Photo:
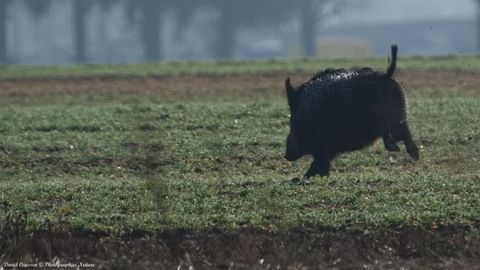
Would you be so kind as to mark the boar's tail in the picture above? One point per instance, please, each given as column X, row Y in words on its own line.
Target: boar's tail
column 393, row 63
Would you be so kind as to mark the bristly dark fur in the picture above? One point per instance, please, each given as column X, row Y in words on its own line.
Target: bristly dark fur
column 339, row 111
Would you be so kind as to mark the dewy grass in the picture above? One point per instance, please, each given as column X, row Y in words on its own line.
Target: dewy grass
column 196, row 165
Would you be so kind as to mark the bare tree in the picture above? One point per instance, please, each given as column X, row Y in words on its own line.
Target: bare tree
column 81, row 8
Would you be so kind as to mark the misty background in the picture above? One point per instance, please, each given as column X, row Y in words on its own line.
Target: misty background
column 104, row 31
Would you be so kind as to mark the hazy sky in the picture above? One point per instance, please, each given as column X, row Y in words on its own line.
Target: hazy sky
column 405, row 10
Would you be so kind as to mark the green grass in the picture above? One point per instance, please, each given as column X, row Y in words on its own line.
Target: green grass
column 154, row 166
column 231, row 67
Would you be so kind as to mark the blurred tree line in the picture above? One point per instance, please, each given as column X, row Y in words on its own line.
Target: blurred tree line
column 146, row 17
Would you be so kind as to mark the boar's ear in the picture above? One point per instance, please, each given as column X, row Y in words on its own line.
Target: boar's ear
column 291, row 94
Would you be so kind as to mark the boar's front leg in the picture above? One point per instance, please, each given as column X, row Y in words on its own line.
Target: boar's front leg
column 320, row 166
column 389, row 143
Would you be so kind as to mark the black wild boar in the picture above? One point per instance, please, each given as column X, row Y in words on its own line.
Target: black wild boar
column 339, row 111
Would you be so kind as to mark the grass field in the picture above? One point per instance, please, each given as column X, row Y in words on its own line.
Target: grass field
column 183, row 162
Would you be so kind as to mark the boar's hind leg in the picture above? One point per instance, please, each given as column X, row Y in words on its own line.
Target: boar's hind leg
column 320, row 166
column 389, row 143
column 401, row 132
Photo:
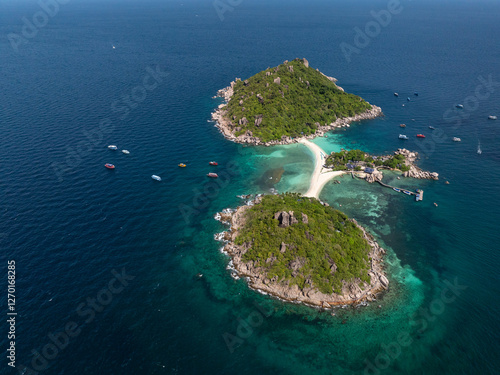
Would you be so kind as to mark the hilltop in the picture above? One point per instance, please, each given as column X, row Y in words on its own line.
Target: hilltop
column 300, row 249
column 281, row 104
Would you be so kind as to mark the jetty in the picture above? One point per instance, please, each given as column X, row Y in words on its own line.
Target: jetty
column 419, row 195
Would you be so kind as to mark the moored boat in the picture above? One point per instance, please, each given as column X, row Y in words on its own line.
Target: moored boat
column 420, row 195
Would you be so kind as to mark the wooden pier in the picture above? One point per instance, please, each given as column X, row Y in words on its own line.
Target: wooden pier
column 419, row 195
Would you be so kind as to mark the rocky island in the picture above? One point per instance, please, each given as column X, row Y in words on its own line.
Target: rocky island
column 401, row 160
column 287, row 103
column 301, row 250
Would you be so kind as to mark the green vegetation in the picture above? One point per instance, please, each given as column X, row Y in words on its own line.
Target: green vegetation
column 324, row 251
column 358, row 159
column 303, row 98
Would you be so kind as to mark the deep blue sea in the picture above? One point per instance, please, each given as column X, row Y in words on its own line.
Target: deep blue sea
column 107, row 262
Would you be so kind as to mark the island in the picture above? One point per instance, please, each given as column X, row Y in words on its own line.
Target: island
column 294, row 246
column 287, row 103
column 299, row 249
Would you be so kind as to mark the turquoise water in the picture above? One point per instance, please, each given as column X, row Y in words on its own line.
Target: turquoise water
column 68, row 232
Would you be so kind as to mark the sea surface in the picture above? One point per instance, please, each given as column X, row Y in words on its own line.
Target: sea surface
column 129, row 266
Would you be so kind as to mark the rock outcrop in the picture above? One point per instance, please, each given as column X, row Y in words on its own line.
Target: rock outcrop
column 227, row 128
column 351, row 293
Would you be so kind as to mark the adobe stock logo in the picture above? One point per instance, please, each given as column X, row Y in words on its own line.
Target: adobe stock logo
column 372, row 29
column 39, row 19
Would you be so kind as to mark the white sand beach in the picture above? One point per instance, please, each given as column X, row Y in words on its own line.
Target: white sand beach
column 320, row 175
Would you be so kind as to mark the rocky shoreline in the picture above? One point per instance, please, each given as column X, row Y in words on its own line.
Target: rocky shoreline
column 227, row 128
column 414, row 172
column 352, row 293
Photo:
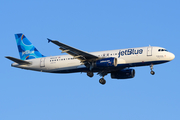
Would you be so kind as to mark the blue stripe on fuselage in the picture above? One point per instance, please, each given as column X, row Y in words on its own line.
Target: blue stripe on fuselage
column 118, row 66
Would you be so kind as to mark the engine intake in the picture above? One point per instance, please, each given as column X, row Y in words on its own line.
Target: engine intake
column 123, row 74
column 105, row 62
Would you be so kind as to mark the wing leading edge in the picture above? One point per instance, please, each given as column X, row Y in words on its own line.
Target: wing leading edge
column 76, row 53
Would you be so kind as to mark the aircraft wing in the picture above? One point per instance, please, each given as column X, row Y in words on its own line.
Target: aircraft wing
column 81, row 55
column 21, row 62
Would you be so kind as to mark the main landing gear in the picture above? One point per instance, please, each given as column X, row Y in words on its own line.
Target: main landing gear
column 152, row 72
column 102, row 81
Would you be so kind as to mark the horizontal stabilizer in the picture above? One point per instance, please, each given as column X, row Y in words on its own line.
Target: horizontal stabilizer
column 19, row 61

== == ==

- _Problem requirements_:
Transcribe all of the data above word for word, leaving out the pictures.

- _Task result_:
Photo:
Would you be so kind as to mark the boar's tail in the picture above? One point per instance, please, each given as column X, row Y in words on its own line.
Target: boar's tail
column 393, row 63
Would you be so kind as to mark the bristly dark fur in the picture above? One point per instance, please, each given as column X, row Y in words on its own line.
Target: bristly dark fur
column 339, row 111
Would you be so kind as to mark the dewy grass in the picture above? One point per instance, please, each given as column X, row Y in words on its own line.
Target: dewy grass
column 196, row 165
Would you be so kind as to mark the bare tree in the picture above? One point per instance, please, each given as column X, row Y in words on its own line.
Target: bare tree
column 81, row 8
Would you be so kind as to mark the misty background in the picture above? One point per instance, please, each given as column X, row Y in words on its own line.
Target: misty background
column 104, row 31
Would you be so kind as to mark the hazy sky in the picture above? One point per instance, please, each given as column X, row Y in words on its own line.
Target: hazy sky
column 405, row 10
Would you be so kind as to mark the green grass in the picture above? One point per instance, please, each given as column X, row Y in words on its own line.
Target: green grass
column 154, row 166
column 231, row 67
Would you be so kind as to mark the blurred tree line in the picture above? One point per instance, please, each given as column X, row Y in words on its own line.
Target: blurred tree line
column 146, row 17
Would you be so kind as to mark the boar's ear in the picture above? One point per instance, please, each given as column X, row Y in words on its own line.
Target: boar's ear
column 291, row 94
Would you be so kind as to mark the boar's front leg in the picture above? One point per instance, please, each given as column X, row Y in words on its own line.
Target: boar's front leg
column 320, row 166
column 389, row 143
Would you be so kind as to mark the black wild boar in the picture above? One point per instance, please, each given as column X, row Y in words on its own line.
Target: black wild boar
column 339, row 111
Would you be so kind as to mark the grass field in the picture above? One point per instance, please, each given as column X, row Y in words on its own line.
Target: grass field
column 183, row 162
Would you be so kind as to mark the boar's hind leg in the picture above? One point per instance, please, each given as column X, row Y in words on its own line.
Target: boar's hind leg
column 320, row 166
column 389, row 143
column 401, row 132
Photo:
Would you be so kind as to mark the hilltop in the picture above? One point per instance, please, each given as column X, row Y in words on its own line.
Target: hilltop
column 300, row 249
column 281, row 104
Would you be so kind as to mark the jetty in the picture above? One point per instance, please, each given as column X, row Y in words on its own line.
Target: jetty
column 419, row 195
Would you be so kind as to mark the moored boat in the picture above? One point per instance, please, each given as column X, row Y in words on its own line.
Target: moored boat
column 420, row 195
Would you be so kind as to mark the wooden pier in the picture above? One point per instance, please, each given as column X, row Y in words on its own line.
Target: wooden pier
column 419, row 195
Would you be so kind as to mark the rocky island in the picture above? One point per instance, please, each given as column X, row Y in words on its own line.
Target: rocky island
column 401, row 160
column 287, row 103
column 301, row 250
Would you be so kind as to mark the green vegetation in the picture above? One point per instance, please, each given as column X, row Y in words on its own line.
Target: green vegetation
column 324, row 251
column 358, row 159
column 303, row 98
Would you be so kind as to mark the deep blue sea in the picture above? One point per instance, please, each given as column X, row Y in words on its own line.
Target: deep blue sea
column 107, row 262
Would you be so kind as to mark the island in the picture above? One point per instance, please, each given as column X, row Y in words on its own line.
Target: island
column 294, row 246
column 287, row 103
column 299, row 249
Would you be so kind as to mark the turquoise water in the picture above? One point per instance, please, each given as column X, row Y in words on its own line.
Target: turquoise water
column 68, row 232
Would you be so kind as to mark the sea surface in the picture above? One point per instance, please, each given as column X, row Y in words on its own line.
Target: sea surface
column 129, row 266
Would you be so kind as to mark the rock outcrop in the picture above? One point per instance, please, each given as column X, row Y in words on its own line.
Target: rock outcrop
column 227, row 128
column 351, row 293
Would you be so kind as to mark the adobe stock logo in the picture above? One point per instance, please, each given as column X, row Y in words on its own line.
Target: adobe stock logo
column 372, row 29
column 39, row 19
Would you be so kind as to mark the white sand beach in the picture above? One point per instance, please, each given as column X, row Y in words on its own line.
Target: white sand beach
column 320, row 175
Would you be so kind as to mark the rocky shoreline in the picture above? One point per instance, please, each given as column X, row Y in words on its own line.
Target: rocky shoreline
column 227, row 128
column 414, row 172
column 352, row 293
Photo:
Would you be so kind as to mark the blue stripe on fuselage in the picture above? One point per instance, please, each given as column X, row Y in words on its own line.
Target: blue stripe on fuselage
column 118, row 66
Would you be so kind as to mark the engine intake in the picture above? One point per instance, please, each given as column X, row Y in words on its own line.
Target: engine intake
column 123, row 74
column 105, row 62
Would you be so kind as to mark the wing leading edge in the picture above? One point per instance, please, each given as column X, row Y in words on its own line.
Target: wing leading edge
column 76, row 53
Would you be so kind as to mark the aircraft wing in the picture above? One point per instance, please, each given as column X, row Y in words on its own line.
Target: aircraft wing
column 81, row 55
column 21, row 62
Would you be so kind as to mark the main landing gear in the picture above? One point per instance, please, each given as column X, row Y in words on its own line.
Target: main landing gear
column 152, row 72
column 102, row 81
Would you be so kind as to mark the horizontal stabilizer in the picture above? One point per instance, please, each given as column X, row Y in words on its own line.
Target: horizontal stabilizer
column 19, row 61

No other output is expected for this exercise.